• _Exercise requirements_
Exactly as written, set down each line of the data below except its pictures.

• _Records contained in a dataset_

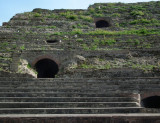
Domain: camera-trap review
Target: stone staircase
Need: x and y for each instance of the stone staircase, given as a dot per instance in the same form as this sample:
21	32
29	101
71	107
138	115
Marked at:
74	96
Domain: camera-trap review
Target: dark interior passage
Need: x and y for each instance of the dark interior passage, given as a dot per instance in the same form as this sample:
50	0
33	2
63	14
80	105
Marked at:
102	23
46	68
151	102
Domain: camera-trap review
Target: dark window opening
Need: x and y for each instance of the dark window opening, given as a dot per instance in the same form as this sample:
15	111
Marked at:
46	68
151	102
52	41
102	23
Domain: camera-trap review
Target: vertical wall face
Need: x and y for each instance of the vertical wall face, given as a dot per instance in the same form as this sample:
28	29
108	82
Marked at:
102	24
46	68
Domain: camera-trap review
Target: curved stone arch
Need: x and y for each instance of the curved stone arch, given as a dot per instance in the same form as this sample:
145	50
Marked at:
44	57
46	66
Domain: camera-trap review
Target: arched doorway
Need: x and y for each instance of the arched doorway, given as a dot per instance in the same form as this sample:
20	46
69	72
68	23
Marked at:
102	24
46	68
151	102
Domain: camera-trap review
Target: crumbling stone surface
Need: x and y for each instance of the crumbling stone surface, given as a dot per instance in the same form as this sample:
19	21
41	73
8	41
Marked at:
106	70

• _Finished exercise_
Domain: camera-trap review
Target: stone staircase
Need: x and y for each instance of the stone staircase, given as a dot per instance in the same form as this sample:
21	32
29	101
71	107
138	115
Marked at:
74	96
Domain: camera-trap review
Target: dark interior passage
Need: x and y for each instance of the dark interior passage, given as a dot per instance in the same form as this sample:
50	0
33	2
63	14
80	105
Marked at:
102	23
46	68
151	102
Domain: camera-trap review
Target: dark window opening
Need: x and y for each instance of the dark window opening, given as a dot per instance in the same form as this sample:
15	111
Marked at:
46	68
151	102
52	41
102	23
Domain: camera-trap review
Target: vertical wall face
Need: x and y for each instance of the vertical wall face, given as a dot per instance in the same form as this sample:
28	29
108	82
Marked at:
102	24
46	68
Domain: camera-trap review
Target: curved stone arch
Need: x and y for each instance of the curved stone arch, given as a dot per instance in the same form as this sample:
145	50
Marked at:
44	57
46	66
Domain: camera-trap review
Target: arched doorway
Need: x and y for each instance of the arched doorway, given as a dot per instance in the same form as this sample:
20	46
69	72
68	23
Marked at:
102	24
46	68
151	102
Domain: camera-trap review
Target: crumbling stone surface
Need: x and y for each instance of the crumbling stone surface, given as a dot per instance in the same form as this sample:
19	21
41	73
8	41
Marked at:
106	70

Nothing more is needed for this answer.